▶ [AIM OF THE TASK] Lay out the lines of the entries below as a Markdown table with the columns Row and Line, starting with the line with "Target: bottle on counter" and going on through the line with "698;360;724;441", one line per row and blank lines omitted. Leave the pictures out of the table.

▶ [EXERCISE MATERIALS]

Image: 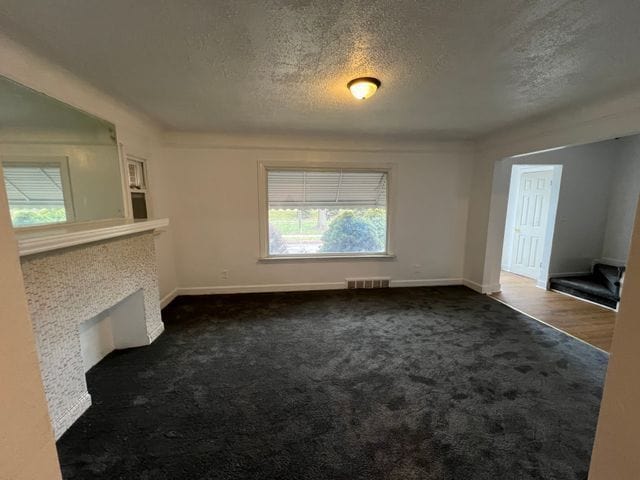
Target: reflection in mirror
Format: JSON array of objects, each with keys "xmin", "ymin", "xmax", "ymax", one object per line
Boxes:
[{"xmin": 0, "ymin": 77, "xmax": 124, "ymax": 227}]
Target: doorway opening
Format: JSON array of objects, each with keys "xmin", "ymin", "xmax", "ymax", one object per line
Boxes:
[{"xmin": 502, "ymin": 165, "xmax": 562, "ymax": 288}]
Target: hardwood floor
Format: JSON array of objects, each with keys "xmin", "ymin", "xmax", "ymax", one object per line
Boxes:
[{"xmin": 491, "ymin": 272, "xmax": 616, "ymax": 352}]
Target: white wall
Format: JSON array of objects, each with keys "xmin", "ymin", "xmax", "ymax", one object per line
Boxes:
[
  {"xmin": 602, "ymin": 135, "xmax": 640, "ymax": 265},
  {"xmin": 0, "ymin": 34, "xmax": 177, "ymax": 298},
  {"xmin": 165, "ymin": 134, "xmax": 472, "ymax": 293}
]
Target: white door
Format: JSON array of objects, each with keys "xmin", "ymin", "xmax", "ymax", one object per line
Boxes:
[{"xmin": 511, "ymin": 170, "xmax": 553, "ymax": 278}]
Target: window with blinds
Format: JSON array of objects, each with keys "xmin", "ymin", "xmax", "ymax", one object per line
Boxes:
[
  {"xmin": 2, "ymin": 162, "xmax": 70, "ymax": 227},
  {"xmin": 266, "ymin": 168, "xmax": 388, "ymax": 256}
]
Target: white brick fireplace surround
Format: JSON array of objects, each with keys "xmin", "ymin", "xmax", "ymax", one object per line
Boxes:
[{"xmin": 17, "ymin": 220, "xmax": 168, "ymax": 438}]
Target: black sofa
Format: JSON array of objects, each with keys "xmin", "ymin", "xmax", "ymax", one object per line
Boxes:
[{"xmin": 549, "ymin": 263, "xmax": 624, "ymax": 309}]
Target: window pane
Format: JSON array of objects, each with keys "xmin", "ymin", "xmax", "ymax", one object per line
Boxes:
[
  {"xmin": 267, "ymin": 170, "xmax": 387, "ymax": 255},
  {"xmin": 3, "ymin": 164, "xmax": 67, "ymax": 227},
  {"xmin": 269, "ymin": 208, "xmax": 387, "ymax": 255}
]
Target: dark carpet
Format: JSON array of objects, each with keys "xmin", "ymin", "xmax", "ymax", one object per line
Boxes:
[{"xmin": 58, "ymin": 287, "xmax": 607, "ymax": 480}]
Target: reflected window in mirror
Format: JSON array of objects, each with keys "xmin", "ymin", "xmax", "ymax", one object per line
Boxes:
[
  {"xmin": 0, "ymin": 76, "xmax": 128, "ymax": 228},
  {"xmin": 2, "ymin": 157, "xmax": 75, "ymax": 227}
]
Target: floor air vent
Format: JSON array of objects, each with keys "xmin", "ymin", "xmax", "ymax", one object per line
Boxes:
[{"xmin": 346, "ymin": 278, "xmax": 391, "ymax": 289}]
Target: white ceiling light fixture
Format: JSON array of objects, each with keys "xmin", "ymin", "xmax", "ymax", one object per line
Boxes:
[{"xmin": 347, "ymin": 77, "xmax": 380, "ymax": 100}]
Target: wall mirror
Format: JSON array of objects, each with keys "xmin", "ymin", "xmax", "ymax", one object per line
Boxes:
[{"xmin": 0, "ymin": 76, "xmax": 124, "ymax": 228}]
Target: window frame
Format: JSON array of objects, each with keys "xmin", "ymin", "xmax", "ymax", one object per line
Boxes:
[
  {"xmin": 0, "ymin": 155, "xmax": 76, "ymax": 230},
  {"xmin": 258, "ymin": 161, "xmax": 396, "ymax": 262}
]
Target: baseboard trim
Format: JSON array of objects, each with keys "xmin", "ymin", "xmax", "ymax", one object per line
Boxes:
[
  {"xmin": 52, "ymin": 392, "xmax": 91, "ymax": 440},
  {"xmin": 178, "ymin": 282, "xmax": 345, "ymax": 295},
  {"xmin": 390, "ymin": 278, "xmax": 462, "ymax": 288},
  {"xmin": 147, "ymin": 322, "xmax": 164, "ymax": 344},
  {"xmin": 160, "ymin": 288, "xmax": 178, "ymax": 309},
  {"xmin": 177, "ymin": 278, "xmax": 463, "ymax": 295},
  {"xmin": 462, "ymin": 279, "xmax": 501, "ymax": 295}
]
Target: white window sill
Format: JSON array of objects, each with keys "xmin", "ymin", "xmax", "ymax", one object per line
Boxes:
[{"xmin": 258, "ymin": 253, "xmax": 396, "ymax": 263}]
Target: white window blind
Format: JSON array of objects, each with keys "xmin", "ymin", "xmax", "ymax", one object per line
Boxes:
[
  {"xmin": 3, "ymin": 163, "xmax": 65, "ymax": 208},
  {"xmin": 267, "ymin": 169, "xmax": 387, "ymax": 208}
]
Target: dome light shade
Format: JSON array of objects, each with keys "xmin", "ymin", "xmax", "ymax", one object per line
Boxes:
[{"xmin": 347, "ymin": 77, "xmax": 380, "ymax": 100}]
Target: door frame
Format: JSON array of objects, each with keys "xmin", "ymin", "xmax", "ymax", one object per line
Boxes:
[{"xmin": 501, "ymin": 164, "xmax": 562, "ymax": 289}]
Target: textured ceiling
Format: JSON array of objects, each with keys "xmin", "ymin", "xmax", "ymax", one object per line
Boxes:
[{"xmin": 0, "ymin": 0, "xmax": 640, "ymax": 138}]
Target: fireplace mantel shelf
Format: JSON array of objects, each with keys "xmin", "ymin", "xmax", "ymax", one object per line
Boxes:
[{"xmin": 16, "ymin": 218, "xmax": 169, "ymax": 257}]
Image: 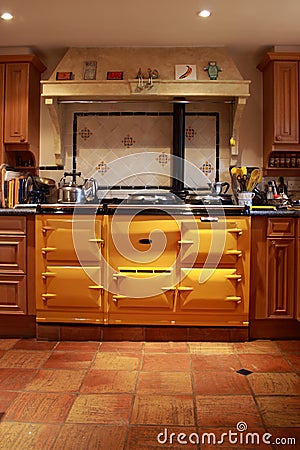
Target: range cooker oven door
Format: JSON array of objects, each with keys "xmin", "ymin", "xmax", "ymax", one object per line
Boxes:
[
  {"xmin": 41, "ymin": 216, "xmax": 103, "ymax": 264},
  {"xmin": 107, "ymin": 214, "xmax": 180, "ymax": 270},
  {"xmin": 109, "ymin": 267, "xmax": 176, "ymax": 324},
  {"xmin": 179, "ymin": 217, "xmax": 247, "ymax": 267},
  {"xmin": 178, "ymin": 268, "xmax": 248, "ymax": 326},
  {"xmin": 37, "ymin": 265, "xmax": 103, "ymax": 323}
]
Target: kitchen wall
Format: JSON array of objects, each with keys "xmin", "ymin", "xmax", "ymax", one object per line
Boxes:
[{"xmin": 2, "ymin": 46, "xmax": 300, "ymax": 190}]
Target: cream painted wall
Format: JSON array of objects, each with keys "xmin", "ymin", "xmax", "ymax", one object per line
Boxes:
[{"xmin": 40, "ymin": 45, "xmax": 262, "ymax": 174}]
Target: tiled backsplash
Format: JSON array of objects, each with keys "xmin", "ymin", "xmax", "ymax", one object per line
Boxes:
[{"xmin": 41, "ymin": 103, "xmax": 230, "ymax": 188}]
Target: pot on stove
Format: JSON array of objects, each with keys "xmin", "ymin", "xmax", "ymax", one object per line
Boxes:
[{"xmin": 58, "ymin": 172, "xmax": 96, "ymax": 203}]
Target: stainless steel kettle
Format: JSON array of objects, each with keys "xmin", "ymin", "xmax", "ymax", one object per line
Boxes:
[
  {"xmin": 58, "ymin": 172, "xmax": 97, "ymax": 203},
  {"xmin": 207, "ymin": 181, "xmax": 230, "ymax": 195}
]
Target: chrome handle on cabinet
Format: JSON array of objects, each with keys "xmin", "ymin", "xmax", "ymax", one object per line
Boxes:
[
  {"xmin": 42, "ymin": 272, "xmax": 56, "ymax": 280},
  {"xmin": 42, "ymin": 294, "xmax": 56, "ymax": 303},
  {"xmin": 225, "ymin": 250, "xmax": 243, "ymax": 257},
  {"xmin": 227, "ymin": 228, "xmax": 243, "ymax": 236},
  {"xmin": 200, "ymin": 216, "xmax": 219, "ymax": 222},
  {"xmin": 226, "ymin": 274, "xmax": 242, "ymax": 281},
  {"xmin": 112, "ymin": 295, "xmax": 127, "ymax": 304},
  {"xmin": 42, "ymin": 247, "xmax": 56, "ymax": 255},
  {"xmin": 42, "ymin": 226, "xmax": 54, "ymax": 234}
]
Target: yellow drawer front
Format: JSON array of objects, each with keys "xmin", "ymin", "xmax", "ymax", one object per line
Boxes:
[
  {"xmin": 179, "ymin": 269, "xmax": 242, "ymax": 310},
  {"xmin": 38, "ymin": 266, "xmax": 102, "ymax": 309},
  {"xmin": 179, "ymin": 219, "xmax": 247, "ymax": 267},
  {"xmin": 108, "ymin": 215, "xmax": 180, "ymax": 269},
  {"xmin": 41, "ymin": 217, "xmax": 103, "ymax": 264}
]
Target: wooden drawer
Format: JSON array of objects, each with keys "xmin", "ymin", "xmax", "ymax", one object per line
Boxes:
[
  {"xmin": 0, "ymin": 236, "xmax": 26, "ymax": 273},
  {"xmin": 267, "ymin": 217, "xmax": 295, "ymax": 237},
  {"xmin": 0, "ymin": 275, "xmax": 27, "ymax": 314},
  {"xmin": 0, "ymin": 216, "xmax": 26, "ymax": 234}
]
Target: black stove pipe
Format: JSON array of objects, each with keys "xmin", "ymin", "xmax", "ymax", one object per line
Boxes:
[{"xmin": 171, "ymin": 98, "xmax": 185, "ymax": 196}]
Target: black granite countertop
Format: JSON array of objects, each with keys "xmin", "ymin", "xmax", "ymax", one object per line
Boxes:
[{"xmin": 0, "ymin": 205, "xmax": 300, "ymax": 217}]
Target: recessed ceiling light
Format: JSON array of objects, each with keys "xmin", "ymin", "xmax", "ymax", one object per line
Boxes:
[
  {"xmin": 1, "ymin": 12, "xmax": 14, "ymax": 20},
  {"xmin": 198, "ymin": 9, "xmax": 211, "ymax": 17}
]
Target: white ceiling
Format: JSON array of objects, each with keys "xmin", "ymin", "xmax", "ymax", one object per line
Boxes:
[{"xmin": 0, "ymin": 0, "xmax": 300, "ymax": 53}]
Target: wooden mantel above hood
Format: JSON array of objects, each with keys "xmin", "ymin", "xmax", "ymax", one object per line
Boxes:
[
  {"xmin": 41, "ymin": 47, "xmax": 250, "ymax": 160},
  {"xmin": 42, "ymin": 47, "xmax": 250, "ymax": 100}
]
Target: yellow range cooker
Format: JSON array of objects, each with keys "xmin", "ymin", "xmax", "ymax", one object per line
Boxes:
[{"xmin": 36, "ymin": 205, "xmax": 251, "ymax": 327}]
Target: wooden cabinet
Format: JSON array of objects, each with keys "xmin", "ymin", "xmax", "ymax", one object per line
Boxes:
[
  {"xmin": 0, "ymin": 216, "xmax": 27, "ymax": 314},
  {"xmin": 250, "ymin": 217, "xmax": 300, "ymax": 338},
  {"xmin": 258, "ymin": 52, "xmax": 300, "ymax": 175},
  {"xmin": 36, "ymin": 215, "xmax": 103, "ymax": 324},
  {"xmin": 0, "ymin": 55, "xmax": 45, "ymax": 170}
]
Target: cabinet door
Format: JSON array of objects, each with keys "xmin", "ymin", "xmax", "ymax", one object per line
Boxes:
[
  {"xmin": 4, "ymin": 63, "xmax": 28, "ymax": 144},
  {"xmin": 274, "ymin": 61, "xmax": 299, "ymax": 144},
  {"xmin": 0, "ymin": 275, "xmax": 26, "ymax": 314},
  {"xmin": 0, "ymin": 236, "xmax": 26, "ymax": 273},
  {"xmin": 267, "ymin": 238, "xmax": 295, "ymax": 319}
]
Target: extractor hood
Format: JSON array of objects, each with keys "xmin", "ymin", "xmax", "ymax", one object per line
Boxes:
[
  {"xmin": 42, "ymin": 47, "xmax": 250, "ymax": 101},
  {"xmin": 41, "ymin": 47, "xmax": 250, "ymax": 162}
]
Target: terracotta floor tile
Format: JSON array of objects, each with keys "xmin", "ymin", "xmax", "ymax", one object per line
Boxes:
[
  {"xmin": 196, "ymin": 395, "xmax": 262, "ymax": 428},
  {"xmin": 239, "ymin": 354, "xmax": 293, "ymax": 372},
  {"xmin": 99, "ymin": 341, "xmax": 144, "ymax": 353},
  {"xmin": 42, "ymin": 351, "xmax": 95, "ymax": 369},
  {"xmin": 0, "ymin": 422, "xmax": 59, "ymax": 450},
  {"xmin": 25, "ymin": 369, "xmax": 86, "ymax": 392},
  {"xmin": 199, "ymin": 427, "xmax": 272, "ymax": 450},
  {"xmin": 80, "ymin": 370, "xmax": 138, "ymax": 394},
  {"xmin": 66, "ymin": 394, "xmax": 133, "ymax": 425},
  {"xmin": 92, "ymin": 352, "xmax": 142, "ymax": 370},
  {"xmin": 194, "ymin": 371, "xmax": 251, "ymax": 395},
  {"xmin": 268, "ymin": 427, "xmax": 300, "ymax": 449},
  {"xmin": 191, "ymin": 354, "xmax": 242, "ymax": 372},
  {"xmin": 234, "ymin": 340, "xmax": 280, "ymax": 354},
  {"xmin": 0, "ymin": 369, "xmax": 35, "ymax": 391},
  {"xmin": 145, "ymin": 342, "xmax": 189, "ymax": 353},
  {"xmin": 142, "ymin": 353, "xmax": 191, "ymax": 372},
  {"xmin": 256, "ymin": 395, "xmax": 300, "ymax": 428},
  {"xmin": 248, "ymin": 373, "xmax": 300, "ymax": 396},
  {"xmin": 286, "ymin": 353, "xmax": 300, "ymax": 372},
  {"xmin": 5, "ymin": 392, "xmax": 74, "ymax": 423},
  {"xmin": 55, "ymin": 341, "xmax": 99, "ymax": 353},
  {"xmin": 131, "ymin": 395, "xmax": 195, "ymax": 426},
  {"xmin": 13, "ymin": 339, "xmax": 57, "ymax": 350},
  {"xmin": 276, "ymin": 340, "xmax": 300, "ymax": 353},
  {"xmin": 125, "ymin": 425, "xmax": 197, "ymax": 450},
  {"xmin": 137, "ymin": 372, "xmax": 192, "ymax": 395},
  {"xmin": 189, "ymin": 342, "xmax": 234, "ymax": 355},
  {"xmin": 0, "ymin": 339, "xmax": 20, "ymax": 350},
  {"xmin": 0, "ymin": 391, "xmax": 19, "ymax": 414},
  {"xmin": 0, "ymin": 350, "xmax": 50, "ymax": 369},
  {"xmin": 51, "ymin": 424, "xmax": 127, "ymax": 450}
]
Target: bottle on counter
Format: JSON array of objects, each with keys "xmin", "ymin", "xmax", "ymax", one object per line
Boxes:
[{"xmin": 277, "ymin": 177, "xmax": 288, "ymax": 195}]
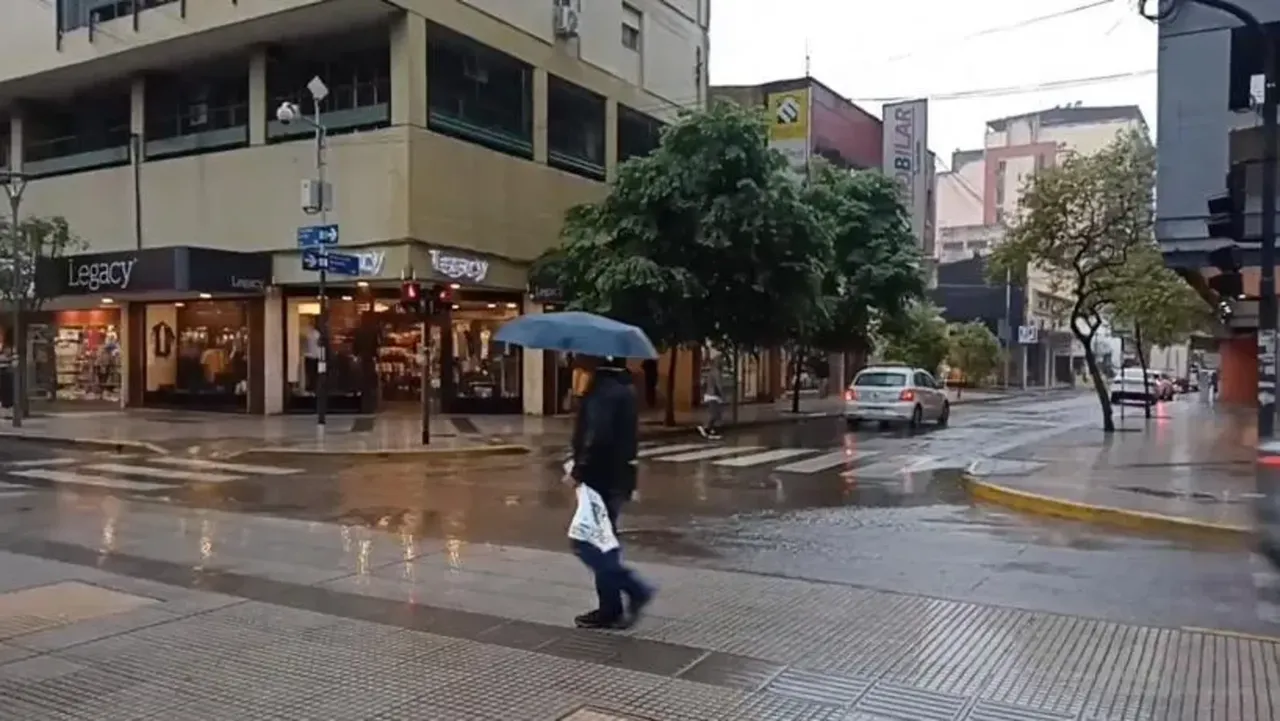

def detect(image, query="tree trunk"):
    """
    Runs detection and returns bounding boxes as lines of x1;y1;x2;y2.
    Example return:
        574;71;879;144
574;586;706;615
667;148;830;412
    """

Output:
1133;323;1155;419
791;348;804;414
730;346;742;425
1071;323;1116;433
662;346;680;425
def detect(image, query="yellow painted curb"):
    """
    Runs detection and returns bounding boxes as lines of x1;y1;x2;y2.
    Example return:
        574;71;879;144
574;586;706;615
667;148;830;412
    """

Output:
227;443;534;458
960;474;1253;540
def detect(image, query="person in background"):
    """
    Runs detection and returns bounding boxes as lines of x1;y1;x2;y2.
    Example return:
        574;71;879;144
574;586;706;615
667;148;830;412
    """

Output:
566;356;654;629
698;360;724;441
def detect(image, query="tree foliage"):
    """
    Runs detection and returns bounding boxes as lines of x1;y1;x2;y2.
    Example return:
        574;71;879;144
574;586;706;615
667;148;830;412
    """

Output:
989;132;1156;432
796;164;924;352
879;301;950;374
543;104;831;423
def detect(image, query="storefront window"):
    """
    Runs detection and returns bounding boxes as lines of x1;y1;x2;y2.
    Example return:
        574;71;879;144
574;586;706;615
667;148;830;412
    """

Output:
452;301;521;401
145;301;250;410
29;309;120;403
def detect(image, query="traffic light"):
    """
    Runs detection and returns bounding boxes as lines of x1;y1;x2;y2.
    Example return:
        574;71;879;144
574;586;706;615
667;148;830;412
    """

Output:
401;280;422;315
1204;165;1247;242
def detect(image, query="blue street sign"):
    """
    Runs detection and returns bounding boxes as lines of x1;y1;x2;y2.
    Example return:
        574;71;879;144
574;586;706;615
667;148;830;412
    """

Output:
302;250;360;275
298;223;338;248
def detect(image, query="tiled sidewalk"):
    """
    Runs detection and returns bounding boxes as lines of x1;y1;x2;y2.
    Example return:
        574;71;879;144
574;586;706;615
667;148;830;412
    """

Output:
0;501;1280;721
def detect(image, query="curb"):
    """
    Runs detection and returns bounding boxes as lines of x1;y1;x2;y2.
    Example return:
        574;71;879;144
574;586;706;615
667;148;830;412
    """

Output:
224;443;534;460
0;430;169;456
960;473;1254;540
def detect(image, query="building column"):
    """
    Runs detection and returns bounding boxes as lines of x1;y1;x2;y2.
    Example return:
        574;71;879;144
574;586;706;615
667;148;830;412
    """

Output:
390;13;426;128
9;109;27;172
521;297;547;416
534;68;547;164
604;97;618;183
262;288;284;415
248;47;268;145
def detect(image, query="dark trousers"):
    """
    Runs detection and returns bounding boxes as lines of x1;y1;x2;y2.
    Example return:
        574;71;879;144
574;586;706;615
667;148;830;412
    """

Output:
573;498;653;619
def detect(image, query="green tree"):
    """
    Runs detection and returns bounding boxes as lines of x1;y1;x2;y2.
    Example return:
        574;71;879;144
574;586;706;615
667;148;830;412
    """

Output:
988;132;1156;433
557;104;829;424
879;301;950;375
947;320;1004;394
0;211;86;416
1111;242;1212;417
791;163;924;411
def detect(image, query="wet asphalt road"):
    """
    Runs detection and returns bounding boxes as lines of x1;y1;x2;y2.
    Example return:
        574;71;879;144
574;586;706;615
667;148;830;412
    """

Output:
0;398;1280;634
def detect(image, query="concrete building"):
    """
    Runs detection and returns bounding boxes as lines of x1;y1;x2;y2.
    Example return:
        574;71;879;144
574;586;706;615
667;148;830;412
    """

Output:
1156;0;1280;405
0;0;709;414
937;104;1149;384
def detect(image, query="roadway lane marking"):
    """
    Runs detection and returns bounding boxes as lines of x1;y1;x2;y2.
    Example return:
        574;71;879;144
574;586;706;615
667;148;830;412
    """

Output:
9;469;173;492
148;456;302;475
636;443;707;458
5;458;82;469
714;448;817;469
84;464;244;483
654;446;764;464
773;448;879;474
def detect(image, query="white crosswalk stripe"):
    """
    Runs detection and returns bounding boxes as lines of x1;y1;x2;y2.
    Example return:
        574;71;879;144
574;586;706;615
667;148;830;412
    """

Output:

▶ [EXERCISE OUTPUT]
| Row | Line |
|---|---|
| 1 | Target: bottle on counter |
| 2 | Format: JSON array of objects, each with keys "xmin", "ymin", "xmax", "ymax", one object per line |
| 3 | Boxes: |
| 4 | [{"xmin": 277, "ymin": 177, "xmax": 288, "ymax": 195}] |
| 5 | def detect(image, query="tree trunk"): |
| 6 |     """ |
| 7 |     Runs detection and returns bounding boxes as lines of x1;y1;x2;y2. |
| 8 |     Example return: |
| 9 |         574;71;879;144 |
| 10 | 574;586;706;615 |
| 11 | 667;148;830;412 |
| 12 |     """ |
| 13 | Output: |
| 14 | 1133;323;1155;419 |
| 15 | 791;348;804;414 |
| 16 | 730;346;742;425 |
| 17 | 1071;323;1116;433 |
| 18 | 662;346;680;425 |
| 19 | def detect(image, query="yellow painted curb"): |
| 20 |     """ |
| 21 |     Runs detection and returns bounding boxes as lines of x1;y1;x2;y2. |
| 22 |     Example return: |
| 23 |         574;71;879;144 |
| 24 | 574;586;706;615 |
| 25 | 667;148;830;412 |
| 26 |     """ |
| 27 | Output: |
| 28 | 227;443;534;458 |
| 29 | 960;474;1253;540 |
| 30 | def detect(image, query="person in background"): |
| 31 |     """ |
| 32 |     Runs detection and returns bounding boxes as lines of x1;y1;x2;y2. |
| 33 |     Example return: |
| 34 |         574;71;879;144 |
| 35 | 574;586;706;615 |
| 36 | 667;148;830;412 |
| 37 |     """ |
| 38 | Output: |
| 39 | 566;356;654;629 |
| 40 | 698;360;724;441 |